GIVEN REQUEST: Change every occurrence of "pixel coordinates" in the records below to "image coordinates" and reproduce all of the records with the rest of each line unaltered. Leave out the pictures.

EXERCISE MATERIALS:
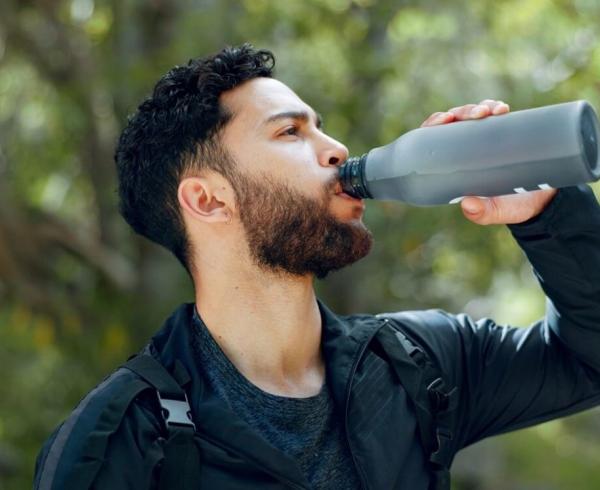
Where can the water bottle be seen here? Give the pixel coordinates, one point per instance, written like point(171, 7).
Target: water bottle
point(547, 147)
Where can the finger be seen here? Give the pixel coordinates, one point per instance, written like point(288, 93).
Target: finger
point(496, 106)
point(470, 111)
point(438, 118)
point(511, 208)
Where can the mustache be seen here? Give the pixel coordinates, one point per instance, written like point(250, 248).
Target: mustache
point(333, 184)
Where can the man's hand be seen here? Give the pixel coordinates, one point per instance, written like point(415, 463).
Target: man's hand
point(513, 208)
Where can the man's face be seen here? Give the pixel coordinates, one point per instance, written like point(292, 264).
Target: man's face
point(286, 183)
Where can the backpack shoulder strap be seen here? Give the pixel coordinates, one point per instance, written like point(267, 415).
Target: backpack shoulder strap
point(181, 465)
point(180, 455)
point(433, 401)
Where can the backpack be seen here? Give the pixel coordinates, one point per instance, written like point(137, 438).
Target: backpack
point(177, 467)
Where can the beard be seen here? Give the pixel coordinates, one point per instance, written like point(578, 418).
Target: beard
point(288, 232)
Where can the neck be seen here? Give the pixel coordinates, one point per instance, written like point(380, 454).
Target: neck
point(267, 324)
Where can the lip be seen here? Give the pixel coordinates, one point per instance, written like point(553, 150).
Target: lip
point(348, 197)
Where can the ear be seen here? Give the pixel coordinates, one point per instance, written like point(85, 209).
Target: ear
point(208, 199)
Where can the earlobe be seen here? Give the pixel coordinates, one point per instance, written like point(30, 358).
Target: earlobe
point(199, 201)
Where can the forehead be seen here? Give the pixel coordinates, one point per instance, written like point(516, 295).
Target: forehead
point(254, 101)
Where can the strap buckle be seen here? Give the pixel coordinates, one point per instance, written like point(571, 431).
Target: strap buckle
point(176, 412)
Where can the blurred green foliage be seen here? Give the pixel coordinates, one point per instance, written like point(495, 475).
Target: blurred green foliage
point(79, 292)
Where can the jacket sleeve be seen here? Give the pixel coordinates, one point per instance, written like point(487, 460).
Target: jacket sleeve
point(508, 377)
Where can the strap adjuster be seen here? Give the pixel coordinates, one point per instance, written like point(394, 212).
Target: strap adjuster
point(176, 412)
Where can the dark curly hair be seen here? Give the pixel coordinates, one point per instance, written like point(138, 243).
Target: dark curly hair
point(177, 130)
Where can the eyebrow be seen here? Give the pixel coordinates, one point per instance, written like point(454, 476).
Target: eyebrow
point(303, 116)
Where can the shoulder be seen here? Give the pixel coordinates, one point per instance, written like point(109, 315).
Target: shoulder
point(82, 438)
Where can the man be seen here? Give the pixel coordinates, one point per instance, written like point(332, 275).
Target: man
point(229, 169)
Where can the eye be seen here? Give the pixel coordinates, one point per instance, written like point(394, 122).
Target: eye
point(291, 131)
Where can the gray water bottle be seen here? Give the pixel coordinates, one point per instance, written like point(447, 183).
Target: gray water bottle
point(547, 147)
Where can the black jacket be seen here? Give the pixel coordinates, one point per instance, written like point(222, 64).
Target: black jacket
point(507, 378)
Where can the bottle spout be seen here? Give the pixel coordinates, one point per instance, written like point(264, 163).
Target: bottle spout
point(352, 177)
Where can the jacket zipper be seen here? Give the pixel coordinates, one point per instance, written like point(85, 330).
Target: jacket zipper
point(361, 475)
point(291, 484)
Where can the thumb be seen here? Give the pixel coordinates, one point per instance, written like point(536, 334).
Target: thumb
point(479, 210)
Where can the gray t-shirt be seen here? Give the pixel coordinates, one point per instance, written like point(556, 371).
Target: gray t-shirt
point(307, 429)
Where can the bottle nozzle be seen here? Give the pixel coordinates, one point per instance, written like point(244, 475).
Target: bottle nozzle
point(352, 177)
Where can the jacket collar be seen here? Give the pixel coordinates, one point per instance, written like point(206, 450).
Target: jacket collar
point(343, 341)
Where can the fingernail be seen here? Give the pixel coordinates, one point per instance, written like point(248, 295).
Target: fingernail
point(477, 111)
point(499, 107)
point(471, 207)
point(441, 118)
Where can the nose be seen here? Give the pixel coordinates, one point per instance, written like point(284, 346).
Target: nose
point(333, 153)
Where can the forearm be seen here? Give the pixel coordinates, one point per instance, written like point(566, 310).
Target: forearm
point(563, 245)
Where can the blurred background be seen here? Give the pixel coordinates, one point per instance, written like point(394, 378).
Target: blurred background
point(79, 291)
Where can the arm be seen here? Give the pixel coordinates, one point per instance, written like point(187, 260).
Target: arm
point(508, 377)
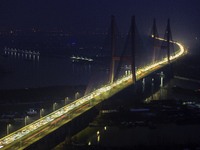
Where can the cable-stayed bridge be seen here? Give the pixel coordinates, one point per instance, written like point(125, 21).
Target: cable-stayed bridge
point(118, 80)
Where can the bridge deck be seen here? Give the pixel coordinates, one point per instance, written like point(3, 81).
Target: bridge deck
point(29, 134)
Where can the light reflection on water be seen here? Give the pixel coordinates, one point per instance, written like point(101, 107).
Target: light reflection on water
point(48, 71)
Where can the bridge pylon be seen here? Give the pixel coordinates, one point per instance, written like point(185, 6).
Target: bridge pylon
point(128, 58)
point(156, 46)
point(168, 37)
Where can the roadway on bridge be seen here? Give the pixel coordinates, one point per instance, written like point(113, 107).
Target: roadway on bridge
point(29, 134)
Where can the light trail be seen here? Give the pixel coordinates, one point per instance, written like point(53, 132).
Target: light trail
point(48, 119)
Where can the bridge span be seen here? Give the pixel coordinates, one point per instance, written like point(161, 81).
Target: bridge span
point(35, 131)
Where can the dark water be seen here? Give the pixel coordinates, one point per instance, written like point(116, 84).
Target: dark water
point(18, 73)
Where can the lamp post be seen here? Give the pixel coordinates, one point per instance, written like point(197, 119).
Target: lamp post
point(8, 128)
point(25, 120)
point(41, 112)
point(54, 106)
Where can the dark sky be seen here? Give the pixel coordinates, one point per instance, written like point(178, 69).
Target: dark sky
point(83, 15)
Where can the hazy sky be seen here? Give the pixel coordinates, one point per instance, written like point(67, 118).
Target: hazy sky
point(84, 15)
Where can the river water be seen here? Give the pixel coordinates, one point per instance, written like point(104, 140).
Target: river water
point(17, 72)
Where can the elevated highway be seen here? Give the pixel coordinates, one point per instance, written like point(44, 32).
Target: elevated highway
point(35, 131)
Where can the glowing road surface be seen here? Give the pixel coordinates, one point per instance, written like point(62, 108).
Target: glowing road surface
point(38, 129)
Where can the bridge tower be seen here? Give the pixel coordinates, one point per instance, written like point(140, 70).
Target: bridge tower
point(130, 59)
point(168, 38)
point(154, 34)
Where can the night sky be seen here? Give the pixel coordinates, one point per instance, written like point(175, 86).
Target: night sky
point(94, 15)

REPLY:
Where can the water bottle be seen here? Give the image coordinates, one point per instance, written like point(171, 7).
Target: water bottle
point(547, 147)
Where can the finger be seen here? Give the image coordinates, one point per instance, written like point(288, 93).
Target: finger
point(496, 106)
point(470, 111)
point(438, 118)
point(511, 208)
Where can the mustache be seen here? Give the image coordinates, one point per instance, written like point(250, 248).
Target: mustache
point(333, 184)
Where can the man's hand be seen here? Give the image coordinates, one point per instance, written like point(415, 463).
Target: man's hand
point(513, 208)
Where can the man's face be seen here? Give the image coordinates, one point per instance, written like point(292, 264).
Target: man's face
point(286, 183)
Where can the backpack shoulder strap be seen here? Give the image coordinates, one point per instance, written like point(267, 415).
Target: backpack shoulder strap
point(181, 465)
point(180, 455)
point(433, 401)
Where can the backpack be seen here? Give the image coordinates, one point per instance, written like point(137, 438).
Target: backpack
point(177, 467)
Where can the beard be seen here? Give the image coordinates, one point per instance, written like point(578, 418).
Target: beard
point(288, 232)
Where can the neck be seen here? Give the image coordinates, one point per instance, written like point(380, 454).
Target: neck
point(267, 324)
Where can the lip be seen here? Give the image coordinates, one point per instance, written like point(553, 150).
Target: lip
point(348, 197)
Where can the ear be seen here? Give the image coordinates, one point per instance, written like point(85, 209).
Target: ear
point(208, 199)
Where can the earlobe be seen here? Give the image coordinates, one point per instance, written like point(30, 358).
Target: earlobe
point(199, 201)
Where can the forehead be seen here? Give the image coordinates, one point per instance, written like point(516, 295).
Target: forehead
point(254, 101)
Where can the strap buckle be seen here? Give the image coordinates, one point per instance, written like point(571, 431).
Target: strap buckle
point(176, 412)
Where can the blurred green foliage be seen here? Give the image coordinates, one point per instance, written like point(495, 475).
Target: blurred green foliage
point(79, 292)
Where can the jacket sleeve be seen here? Give the image coordinates, one point per instance, written like point(487, 460).
Target: jacket sleeve
point(508, 377)
Where can the strap adjuster be seen here? Give the image coordinates, one point per instance, written like point(394, 212).
Target: strap adjuster
point(176, 412)
Where can the dark curly hair be seen here? Give the image coordinates, one point per instance, written like point(138, 243).
Target: dark curly hair
point(177, 130)
Where can the eyebrow be seen here? Give the image coordinates, one point per instance, written like point(454, 476).
Target: eyebrow
point(303, 116)
Where can the shoulder be seen here? Give the image coordinates, one point per instance, written like point(109, 315).
Target: shoulder
point(82, 438)
Where can the man be seen here? Give the image coordinates, one point per instance, written like point(332, 275).
Target: man
point(229, 169)
Where can the eye be seen here? Give the image coordinates, one point per instance, written like point(394, 122).
Target: eye
point(291, 131)
Where can the gray water bottle be seen here? Give the image coordinates, one point per instance, written like point(447, 183).
Target: gray water bottle
point(547, 147)
Where can the black jacket be seen here? Give the image coordinates, one point per instance, written like point(222, 64).
Target: black jacket
point(507, 378)
Where can the bottle spout be seen here? Give the image coordinates, one point per instance, written like point(264, 163).
Target: bottle spout
point(352, 177)
Where can the jacket zipper be seen here? Give the image coordinates, one point per instance, written like point(85, 330).
Target: jacket zipper
point(361, 475)
point(291, 484)
Where can the thumb be seen here? Give the image coordinates, one point per instance, written like point(536, 334).
Target: thumb
point(479, 210)
Where can the gray t-shirt be seen here? Give the image coordinates, one point per instance, written like point(556, 371).
Target: gray t-shirt
point(307, 429)
Where can the bottle nozzle be seen here? Give the image coordinates, one point per instance, written like point(244, 475).
Target: bottle nozzle
point(352, 177)
Where can the jacket collar be seen here? Give the image coordinates, one point per instance, written like point(206, 450).
Target: jacket collar
point(343, 341)
Where can the fingernail be seen here? Give the image coordinates, one point per instance, written like point(248, 295).
Target: fingernail
point(477, 111)
point(499, 107)
point(471, 207)
point(441, 118)
Where can the nose be seen here? Give the image coordinates, one point per instance, written like point(284, 346).
Target: nose
point(333, 153)
Where can the forearm be seen here? Give the image coordinates, one point per instance, written like point(566, 310).
Target: forearm
point(563, 245)
Where can the blurred background be seen here? Give the image coordinates, one point per instance, written like point(394, 378).
Target: blurred background
point(79, 291)
Where can the arm be seen here? Give the image coordinates, one point per instance, written like point(187, 260).
Target: arm
point(508, 377)
Where can the cable-stayed bridge be seen here? Give the image coordinates, one point per instance, written like point(125, 21).
Target: cable-stayed bridge
point(118, 80)
Where can the bridge deck be seen here? Give the image coordinates, one point per instance, written like point(3, 81).
Target: bridge deck
point(29, 134)
Where can the light reflection on water be seen here? Give the image coordinates, one point per instance, written like point(101, 107).
Target: light reflection on water
point(48, 71)
Where can the bridge pylon be seen here? Give the image coordinates, one point per instance, written like point(185, 6).
Target: bridge pylon
point(128, 58)
point(156, 46)
point(168, 37)
Where can the roadway on bridge be seen here? Give the image coordinates, one point per instance, written like point(113, 107).
Target: roadway on bridge
point(29, 134)
Where can the light trail be seen here? Give the image coordinates, one point per instance, written like point(53, 132).
Target: light trail
point(48, 119)
Where can the bridge span be seen here? Give the image coordinates, one point per instance, written like point(161, 81).
Target: bridge span
point(35, 131)
Where can the dark water be seen here? Give the image coordinates, one point per instance, written like point(116, 84).
Target: dark water
point(18, 73)
Where can the lamp post be seen here? Give the image coordinates, one point per instance, written like point(197, 119).
Target: lamp post
point(8, 128)
point(25, 120)
point(41, 112)
point(54, 106)
Where can the dark sky be seen here? Give the image coordinates, one point per instance, written like point(178, 69).
Target: dark sky
point(83, 15)
Where can the hazy sky be seen here? Give the image coordinates, one point per instance, written like point(67, 118).
Target: hazy sky
point(84, 15)
Where can the river water be seen here? Give the image coordinates, one point per instance, written like point(104, 140).
Target: river water
point(17, 72)
Where can the elevated highway be seen here? Give the image coordinates, one point per instance, written like point(44, 32).
Target: elevated highway
point(35, 131)
Where can the glowing road surface be seen here? Give the image coordinates, one point per instance, written like point(62, 108).
Target: glowing road surface
point(38, 129)
Where can the bridge tower be seen here? Give the image coordinates, one point per instance, written like point(140, 70).
Target: bridge tower
point(130, 59)
point(168, 38)
point(154, 34)
Where can the night sky be seen here? Give the image coordinates, one point per instance, written like point(175, 86).
Target: night sky
point(94, 15)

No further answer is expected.